| What to do |
Copy the passage of the article on green cruises starting at "Historically, cruise lines" and ending at "get your business.", substituting "wary" for "skeptical".
[begin Text to read]
Is your cruise green? Here’s how to tell.

The small cruise ships of the Hurtigruten fleet, which serve Norway’s picturesque coastal routes, are painted red and black. But on the inside, they are green, according to the company.

A decade ago, the cruise line ditched heavy fuel oil in favor of cleaner-burning marine gas oil. More recently, it stripped all single-use plastics from its fleet. It added three new hybrid ships that partially use battery power, cutting emissions by 20 percent. And this year, it announced it would introduce its first zero-emission ship by 2030.

“Sustainability isn’t a marketing exercise for us,” says Daniel Skjeldam, CEO of Hurtigruten Group. “It’s a core part of our business.”

Historically, cruise lines haven’t exactly been model citizens when it comes to environmental protection. So when a cruise ship claims to be green, travelers have every reason to be skeptical. With consumer interest in green travel on the rise, many cruise lines are making bold environmental claims and hoping to get your business.

Question is, do they deserve it?
[end Text to read]
[begin Stored rows]
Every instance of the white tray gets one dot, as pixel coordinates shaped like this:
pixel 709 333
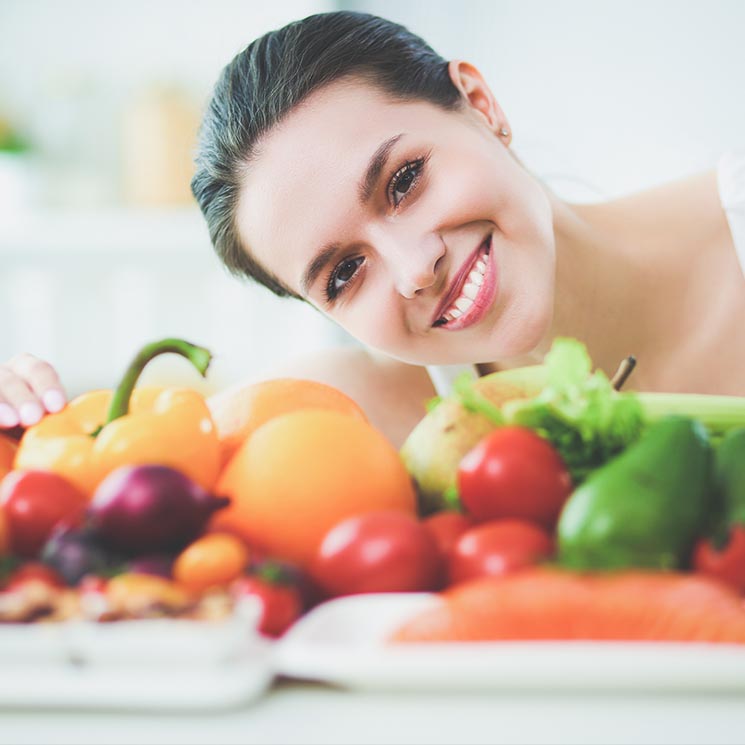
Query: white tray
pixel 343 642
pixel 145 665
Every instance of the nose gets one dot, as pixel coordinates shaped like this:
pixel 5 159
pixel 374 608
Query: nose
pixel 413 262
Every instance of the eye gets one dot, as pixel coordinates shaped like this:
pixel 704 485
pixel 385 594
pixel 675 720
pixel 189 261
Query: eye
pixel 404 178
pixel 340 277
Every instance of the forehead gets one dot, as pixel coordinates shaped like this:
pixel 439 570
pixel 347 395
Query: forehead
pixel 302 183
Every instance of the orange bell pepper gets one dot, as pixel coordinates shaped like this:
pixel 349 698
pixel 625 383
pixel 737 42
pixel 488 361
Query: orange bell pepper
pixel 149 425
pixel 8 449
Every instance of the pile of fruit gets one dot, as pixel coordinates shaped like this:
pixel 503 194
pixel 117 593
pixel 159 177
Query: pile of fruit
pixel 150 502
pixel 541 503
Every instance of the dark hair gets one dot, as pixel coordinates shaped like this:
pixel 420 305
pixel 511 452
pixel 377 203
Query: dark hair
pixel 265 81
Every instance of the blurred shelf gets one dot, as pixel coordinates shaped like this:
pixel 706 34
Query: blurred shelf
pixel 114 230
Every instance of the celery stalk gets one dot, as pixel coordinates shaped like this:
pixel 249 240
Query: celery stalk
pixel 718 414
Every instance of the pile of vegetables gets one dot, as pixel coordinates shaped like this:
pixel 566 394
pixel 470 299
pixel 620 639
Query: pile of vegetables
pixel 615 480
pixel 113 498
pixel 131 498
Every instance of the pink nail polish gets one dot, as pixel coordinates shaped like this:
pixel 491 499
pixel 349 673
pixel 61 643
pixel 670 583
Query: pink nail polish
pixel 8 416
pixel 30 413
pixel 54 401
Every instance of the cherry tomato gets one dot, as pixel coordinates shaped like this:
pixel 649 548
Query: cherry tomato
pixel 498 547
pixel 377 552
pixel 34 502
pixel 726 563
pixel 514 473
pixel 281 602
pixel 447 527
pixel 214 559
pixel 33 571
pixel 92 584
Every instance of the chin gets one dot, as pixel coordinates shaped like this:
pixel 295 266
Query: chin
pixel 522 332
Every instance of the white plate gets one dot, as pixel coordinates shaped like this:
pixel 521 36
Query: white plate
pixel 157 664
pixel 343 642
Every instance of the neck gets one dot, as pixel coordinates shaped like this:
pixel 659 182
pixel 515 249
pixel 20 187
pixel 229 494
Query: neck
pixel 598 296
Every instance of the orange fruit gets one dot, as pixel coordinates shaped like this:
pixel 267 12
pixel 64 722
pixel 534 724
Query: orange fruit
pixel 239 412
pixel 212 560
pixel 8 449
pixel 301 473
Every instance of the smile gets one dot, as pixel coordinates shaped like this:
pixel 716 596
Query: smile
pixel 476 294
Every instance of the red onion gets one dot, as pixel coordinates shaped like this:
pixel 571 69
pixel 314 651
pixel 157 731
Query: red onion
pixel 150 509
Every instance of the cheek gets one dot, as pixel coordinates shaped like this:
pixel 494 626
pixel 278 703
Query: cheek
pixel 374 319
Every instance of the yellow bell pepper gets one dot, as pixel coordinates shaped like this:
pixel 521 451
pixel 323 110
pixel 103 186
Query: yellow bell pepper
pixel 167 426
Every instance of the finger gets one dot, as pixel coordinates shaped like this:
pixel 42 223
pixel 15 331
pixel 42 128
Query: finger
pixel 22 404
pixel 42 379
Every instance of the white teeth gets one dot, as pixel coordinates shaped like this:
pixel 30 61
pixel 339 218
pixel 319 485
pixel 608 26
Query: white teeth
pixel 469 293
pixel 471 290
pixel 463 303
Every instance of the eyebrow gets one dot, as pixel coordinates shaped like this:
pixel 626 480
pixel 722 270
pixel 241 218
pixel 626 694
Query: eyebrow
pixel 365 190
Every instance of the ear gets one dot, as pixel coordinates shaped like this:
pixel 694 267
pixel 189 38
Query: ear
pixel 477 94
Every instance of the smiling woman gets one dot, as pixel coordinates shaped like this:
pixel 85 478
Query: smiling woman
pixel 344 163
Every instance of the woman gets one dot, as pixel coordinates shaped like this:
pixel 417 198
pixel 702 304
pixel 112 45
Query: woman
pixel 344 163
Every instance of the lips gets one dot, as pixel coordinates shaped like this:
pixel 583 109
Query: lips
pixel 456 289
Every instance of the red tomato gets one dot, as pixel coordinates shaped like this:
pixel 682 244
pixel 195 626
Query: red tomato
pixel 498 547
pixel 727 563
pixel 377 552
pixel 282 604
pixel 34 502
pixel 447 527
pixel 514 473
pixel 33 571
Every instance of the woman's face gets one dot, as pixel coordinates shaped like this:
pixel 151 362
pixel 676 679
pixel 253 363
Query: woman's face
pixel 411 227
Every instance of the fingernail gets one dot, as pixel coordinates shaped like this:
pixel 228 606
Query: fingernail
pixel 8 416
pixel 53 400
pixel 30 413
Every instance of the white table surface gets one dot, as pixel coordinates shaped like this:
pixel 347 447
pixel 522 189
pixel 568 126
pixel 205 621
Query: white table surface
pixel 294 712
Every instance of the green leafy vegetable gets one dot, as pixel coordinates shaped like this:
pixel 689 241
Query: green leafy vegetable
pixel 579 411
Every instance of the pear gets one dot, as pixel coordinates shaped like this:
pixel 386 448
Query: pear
[end Stored rows]
[begin Stored rows]
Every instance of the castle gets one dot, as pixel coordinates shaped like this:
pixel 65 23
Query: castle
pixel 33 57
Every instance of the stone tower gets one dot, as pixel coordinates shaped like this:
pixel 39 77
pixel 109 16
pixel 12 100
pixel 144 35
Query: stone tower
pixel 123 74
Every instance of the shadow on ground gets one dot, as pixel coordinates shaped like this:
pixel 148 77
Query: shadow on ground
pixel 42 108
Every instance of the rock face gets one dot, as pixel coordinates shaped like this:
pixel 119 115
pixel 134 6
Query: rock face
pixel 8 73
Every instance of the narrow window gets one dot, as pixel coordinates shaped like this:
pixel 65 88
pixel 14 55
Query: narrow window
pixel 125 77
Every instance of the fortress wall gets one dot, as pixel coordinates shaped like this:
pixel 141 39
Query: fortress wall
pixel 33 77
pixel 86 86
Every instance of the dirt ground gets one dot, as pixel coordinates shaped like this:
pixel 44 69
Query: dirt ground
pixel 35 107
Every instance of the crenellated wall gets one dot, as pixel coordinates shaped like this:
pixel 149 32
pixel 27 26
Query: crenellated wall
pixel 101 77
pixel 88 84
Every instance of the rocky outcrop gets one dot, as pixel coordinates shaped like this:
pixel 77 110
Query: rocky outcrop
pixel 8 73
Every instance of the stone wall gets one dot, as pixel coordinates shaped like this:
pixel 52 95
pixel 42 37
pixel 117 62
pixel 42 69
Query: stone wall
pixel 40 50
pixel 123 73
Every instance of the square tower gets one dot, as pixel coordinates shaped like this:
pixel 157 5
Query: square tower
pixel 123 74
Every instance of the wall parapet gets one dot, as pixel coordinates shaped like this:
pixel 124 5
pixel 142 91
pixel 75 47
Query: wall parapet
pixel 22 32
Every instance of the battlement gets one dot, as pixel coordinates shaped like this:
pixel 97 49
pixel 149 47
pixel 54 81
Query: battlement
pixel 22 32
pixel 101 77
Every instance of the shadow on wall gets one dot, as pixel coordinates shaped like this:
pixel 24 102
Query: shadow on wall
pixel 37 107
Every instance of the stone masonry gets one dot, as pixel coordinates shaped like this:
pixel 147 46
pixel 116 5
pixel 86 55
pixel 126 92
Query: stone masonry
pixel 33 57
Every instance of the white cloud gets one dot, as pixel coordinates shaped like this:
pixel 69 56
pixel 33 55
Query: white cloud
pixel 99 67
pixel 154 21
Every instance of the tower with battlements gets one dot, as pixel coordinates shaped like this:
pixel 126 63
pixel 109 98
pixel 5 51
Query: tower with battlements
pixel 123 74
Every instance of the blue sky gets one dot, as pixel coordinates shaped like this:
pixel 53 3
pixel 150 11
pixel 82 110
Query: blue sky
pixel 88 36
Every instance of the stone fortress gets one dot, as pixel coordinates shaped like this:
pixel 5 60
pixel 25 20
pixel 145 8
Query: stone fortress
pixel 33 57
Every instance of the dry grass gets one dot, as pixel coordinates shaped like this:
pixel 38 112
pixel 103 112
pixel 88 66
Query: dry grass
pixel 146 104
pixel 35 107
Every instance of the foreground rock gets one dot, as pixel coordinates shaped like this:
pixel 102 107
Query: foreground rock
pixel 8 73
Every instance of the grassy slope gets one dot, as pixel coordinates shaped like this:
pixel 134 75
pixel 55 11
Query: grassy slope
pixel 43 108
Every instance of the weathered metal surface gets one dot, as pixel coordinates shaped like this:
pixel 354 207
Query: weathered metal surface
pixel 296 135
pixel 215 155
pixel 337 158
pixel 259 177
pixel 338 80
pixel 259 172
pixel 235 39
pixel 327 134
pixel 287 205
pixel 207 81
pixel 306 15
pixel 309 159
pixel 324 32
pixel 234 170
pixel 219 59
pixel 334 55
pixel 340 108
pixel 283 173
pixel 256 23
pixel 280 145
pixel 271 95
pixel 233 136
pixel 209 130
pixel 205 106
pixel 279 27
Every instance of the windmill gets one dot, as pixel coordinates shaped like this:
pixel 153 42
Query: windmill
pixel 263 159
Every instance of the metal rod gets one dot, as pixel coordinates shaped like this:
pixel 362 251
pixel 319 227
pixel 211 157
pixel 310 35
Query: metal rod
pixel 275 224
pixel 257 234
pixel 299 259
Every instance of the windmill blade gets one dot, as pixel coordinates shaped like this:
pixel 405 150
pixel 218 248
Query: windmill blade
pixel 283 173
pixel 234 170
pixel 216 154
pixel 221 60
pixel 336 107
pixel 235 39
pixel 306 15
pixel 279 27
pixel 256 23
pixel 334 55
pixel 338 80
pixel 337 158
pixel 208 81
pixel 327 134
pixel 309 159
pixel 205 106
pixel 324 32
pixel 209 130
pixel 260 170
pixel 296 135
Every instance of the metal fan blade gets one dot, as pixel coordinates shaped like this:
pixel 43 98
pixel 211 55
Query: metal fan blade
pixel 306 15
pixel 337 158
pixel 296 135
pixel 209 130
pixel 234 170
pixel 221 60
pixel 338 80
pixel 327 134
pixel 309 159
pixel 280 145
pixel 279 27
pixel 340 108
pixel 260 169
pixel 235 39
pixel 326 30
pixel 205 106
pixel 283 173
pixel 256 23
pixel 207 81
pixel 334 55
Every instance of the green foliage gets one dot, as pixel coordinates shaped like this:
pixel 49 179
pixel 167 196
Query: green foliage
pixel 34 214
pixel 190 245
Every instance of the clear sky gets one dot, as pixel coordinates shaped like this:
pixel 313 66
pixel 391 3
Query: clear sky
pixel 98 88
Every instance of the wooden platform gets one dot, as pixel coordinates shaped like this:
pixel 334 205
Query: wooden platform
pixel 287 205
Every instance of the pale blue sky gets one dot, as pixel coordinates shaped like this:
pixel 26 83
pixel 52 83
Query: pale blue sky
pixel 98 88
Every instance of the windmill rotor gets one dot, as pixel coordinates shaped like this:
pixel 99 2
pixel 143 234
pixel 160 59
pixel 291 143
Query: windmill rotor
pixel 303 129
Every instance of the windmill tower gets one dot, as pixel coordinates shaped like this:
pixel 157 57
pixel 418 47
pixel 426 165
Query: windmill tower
[end Stored rows]
[begin Stored rows]
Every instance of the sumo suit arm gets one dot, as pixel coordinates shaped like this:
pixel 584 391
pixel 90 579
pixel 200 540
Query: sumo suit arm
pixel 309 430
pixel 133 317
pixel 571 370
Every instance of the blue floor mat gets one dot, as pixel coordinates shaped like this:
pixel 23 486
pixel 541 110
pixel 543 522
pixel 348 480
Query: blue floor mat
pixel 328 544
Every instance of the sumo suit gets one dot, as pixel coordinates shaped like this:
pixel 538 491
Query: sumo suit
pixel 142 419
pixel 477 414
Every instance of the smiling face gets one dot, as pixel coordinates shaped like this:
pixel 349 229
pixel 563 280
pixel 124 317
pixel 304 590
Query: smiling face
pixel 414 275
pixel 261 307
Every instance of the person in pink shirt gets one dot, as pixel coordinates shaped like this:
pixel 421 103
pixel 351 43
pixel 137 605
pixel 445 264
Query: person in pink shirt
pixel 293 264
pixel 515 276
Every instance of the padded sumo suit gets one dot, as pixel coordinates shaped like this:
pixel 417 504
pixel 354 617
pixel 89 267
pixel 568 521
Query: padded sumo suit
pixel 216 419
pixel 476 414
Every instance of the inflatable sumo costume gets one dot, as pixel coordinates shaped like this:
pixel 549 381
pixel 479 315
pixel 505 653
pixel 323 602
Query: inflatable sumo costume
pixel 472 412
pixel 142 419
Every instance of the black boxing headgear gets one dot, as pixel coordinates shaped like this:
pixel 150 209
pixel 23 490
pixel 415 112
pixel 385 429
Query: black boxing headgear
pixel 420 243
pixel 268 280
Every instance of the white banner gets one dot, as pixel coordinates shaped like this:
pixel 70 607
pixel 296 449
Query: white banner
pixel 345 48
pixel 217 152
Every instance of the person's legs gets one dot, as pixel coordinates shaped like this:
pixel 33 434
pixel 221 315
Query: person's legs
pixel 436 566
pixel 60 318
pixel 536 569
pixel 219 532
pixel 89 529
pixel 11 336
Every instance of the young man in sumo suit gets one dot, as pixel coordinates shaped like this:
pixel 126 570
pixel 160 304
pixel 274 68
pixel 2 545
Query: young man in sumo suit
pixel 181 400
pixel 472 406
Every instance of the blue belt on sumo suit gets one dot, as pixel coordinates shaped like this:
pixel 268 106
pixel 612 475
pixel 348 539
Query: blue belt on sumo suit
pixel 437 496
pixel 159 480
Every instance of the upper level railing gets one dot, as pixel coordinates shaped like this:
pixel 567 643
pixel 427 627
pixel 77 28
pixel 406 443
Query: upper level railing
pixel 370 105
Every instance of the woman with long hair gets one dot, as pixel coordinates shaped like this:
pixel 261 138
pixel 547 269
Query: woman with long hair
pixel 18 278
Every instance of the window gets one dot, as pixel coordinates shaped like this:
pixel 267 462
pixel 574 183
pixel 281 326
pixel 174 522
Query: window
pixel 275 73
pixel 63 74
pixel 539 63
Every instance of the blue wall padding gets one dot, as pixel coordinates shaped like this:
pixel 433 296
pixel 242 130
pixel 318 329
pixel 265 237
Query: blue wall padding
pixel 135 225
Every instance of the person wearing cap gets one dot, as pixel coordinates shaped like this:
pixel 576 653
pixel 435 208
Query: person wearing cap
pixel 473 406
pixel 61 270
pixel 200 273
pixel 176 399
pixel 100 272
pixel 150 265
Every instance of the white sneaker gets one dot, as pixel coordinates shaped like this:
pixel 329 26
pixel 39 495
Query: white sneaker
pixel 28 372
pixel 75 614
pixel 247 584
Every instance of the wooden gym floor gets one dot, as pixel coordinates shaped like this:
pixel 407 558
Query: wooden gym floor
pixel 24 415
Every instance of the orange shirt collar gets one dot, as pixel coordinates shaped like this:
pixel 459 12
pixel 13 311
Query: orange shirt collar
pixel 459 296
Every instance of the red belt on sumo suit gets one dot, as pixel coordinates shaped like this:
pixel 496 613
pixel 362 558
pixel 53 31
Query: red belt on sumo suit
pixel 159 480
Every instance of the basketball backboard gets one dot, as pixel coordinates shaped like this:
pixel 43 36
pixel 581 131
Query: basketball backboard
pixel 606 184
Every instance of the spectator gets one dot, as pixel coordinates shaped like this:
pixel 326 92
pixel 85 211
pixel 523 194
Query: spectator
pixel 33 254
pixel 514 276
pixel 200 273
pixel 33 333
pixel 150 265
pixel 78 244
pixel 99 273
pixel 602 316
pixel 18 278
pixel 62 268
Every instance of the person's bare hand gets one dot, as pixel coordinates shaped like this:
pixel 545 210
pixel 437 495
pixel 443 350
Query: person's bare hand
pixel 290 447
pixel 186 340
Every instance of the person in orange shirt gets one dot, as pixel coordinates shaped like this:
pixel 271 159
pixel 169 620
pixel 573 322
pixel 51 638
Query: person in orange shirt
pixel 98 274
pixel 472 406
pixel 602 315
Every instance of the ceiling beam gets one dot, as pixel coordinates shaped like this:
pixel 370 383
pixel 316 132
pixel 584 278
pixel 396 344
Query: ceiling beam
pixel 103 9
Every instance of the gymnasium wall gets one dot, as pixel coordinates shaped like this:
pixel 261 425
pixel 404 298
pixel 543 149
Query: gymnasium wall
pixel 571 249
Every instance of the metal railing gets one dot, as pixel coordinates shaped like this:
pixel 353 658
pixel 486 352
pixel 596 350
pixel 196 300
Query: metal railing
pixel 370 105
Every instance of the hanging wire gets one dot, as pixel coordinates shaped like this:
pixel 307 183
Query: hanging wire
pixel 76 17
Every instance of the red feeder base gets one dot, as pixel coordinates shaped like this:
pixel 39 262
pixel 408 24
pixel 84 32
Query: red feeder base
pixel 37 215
[end Stored rows]
| Written response |
Historically, cruise lines haven’t exactly been model citizens when it comes to environmental protection. So when a cruise ship claims to be green, travelers have every reason to be wary. With consumer interest in green travel on the rise, many cruise lines are making bold environmental claims and hoping to get your business.